▶ **STORED ROWS**

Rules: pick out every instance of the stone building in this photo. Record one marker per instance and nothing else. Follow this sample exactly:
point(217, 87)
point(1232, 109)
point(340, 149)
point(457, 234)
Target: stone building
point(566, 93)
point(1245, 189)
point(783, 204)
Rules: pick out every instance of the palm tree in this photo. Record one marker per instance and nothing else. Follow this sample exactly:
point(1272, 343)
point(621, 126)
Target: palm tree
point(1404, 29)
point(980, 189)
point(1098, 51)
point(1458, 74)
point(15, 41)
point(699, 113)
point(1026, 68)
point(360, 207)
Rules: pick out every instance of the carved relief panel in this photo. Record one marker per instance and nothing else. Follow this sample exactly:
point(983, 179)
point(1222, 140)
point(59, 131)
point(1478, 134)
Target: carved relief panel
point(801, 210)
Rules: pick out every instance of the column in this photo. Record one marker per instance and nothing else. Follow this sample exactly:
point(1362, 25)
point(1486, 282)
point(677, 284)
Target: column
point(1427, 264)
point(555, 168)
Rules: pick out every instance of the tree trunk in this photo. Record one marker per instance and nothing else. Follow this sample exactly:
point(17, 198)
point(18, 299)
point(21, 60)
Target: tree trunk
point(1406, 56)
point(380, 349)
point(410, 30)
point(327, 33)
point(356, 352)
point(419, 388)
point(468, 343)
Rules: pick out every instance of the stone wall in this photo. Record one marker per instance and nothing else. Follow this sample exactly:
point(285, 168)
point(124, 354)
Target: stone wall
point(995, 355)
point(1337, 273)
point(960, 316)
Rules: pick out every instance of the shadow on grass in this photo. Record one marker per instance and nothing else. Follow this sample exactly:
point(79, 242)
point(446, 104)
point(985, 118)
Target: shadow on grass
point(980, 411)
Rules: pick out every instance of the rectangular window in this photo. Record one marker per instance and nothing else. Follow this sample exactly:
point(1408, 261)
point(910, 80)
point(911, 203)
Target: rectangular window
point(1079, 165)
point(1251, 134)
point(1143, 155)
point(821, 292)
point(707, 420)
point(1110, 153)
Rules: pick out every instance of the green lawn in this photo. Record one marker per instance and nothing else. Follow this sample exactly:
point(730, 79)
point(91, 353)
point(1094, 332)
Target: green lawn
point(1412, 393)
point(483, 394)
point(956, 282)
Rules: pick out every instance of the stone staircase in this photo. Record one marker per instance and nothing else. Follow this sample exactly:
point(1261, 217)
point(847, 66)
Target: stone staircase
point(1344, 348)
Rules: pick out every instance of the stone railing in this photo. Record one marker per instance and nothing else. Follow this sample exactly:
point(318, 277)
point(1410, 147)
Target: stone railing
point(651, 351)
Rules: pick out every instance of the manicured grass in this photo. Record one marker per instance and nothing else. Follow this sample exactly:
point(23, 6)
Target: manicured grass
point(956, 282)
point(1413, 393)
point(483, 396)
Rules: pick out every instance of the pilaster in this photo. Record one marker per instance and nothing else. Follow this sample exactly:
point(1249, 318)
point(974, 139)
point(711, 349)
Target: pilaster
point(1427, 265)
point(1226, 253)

▶ **WHAT THE TASK ASKS**
Return, unchanged, each line from the line containing "Rules: pick out every instance of the green" through the last line of the material.

▶ **CORRECT ANSWER**
Rules: pick out every instance of the green lawn in this photo. Record one marker per instance and nothing else. Follow this sample exactly:
point(730, 79)
point(91, 353)
point(1094, 332)
Target: green lawn
point(1412, 393)
point(483, 394)
point(956, 282)
Rules: pick out every instance of the stone staircase in this photo. Record one marker per instance and nothing else. Follow this sample exactly:
point(1261, 217)
point(847, 66)
Target: stone staircase
point(1344, 348)
Rules: pick out every instance of the stone railing in this photo. Record one marker per instance and nothing else. Follow this sample exactly:
point(318, 277)
point(1410, 147)
Target: stone railing
point(651, 351)
Rules: pick out every instance of the manicured grass in this photo. Record one marker per instance and nothing else. Follow this sample exactly:
point(23, 6)
Target: manicured grass
point(956, 282)
point(1413, 393)
point(483, 396)
Rules: pick out every instance of the pilaster in this photo. Record one marker per instance and nothing else. Follow this sample exactly:
point(1249, 318)
point(974, 139)
point(711, 349)
Target: pilaster
point(1427, 265)
point(1226, 253)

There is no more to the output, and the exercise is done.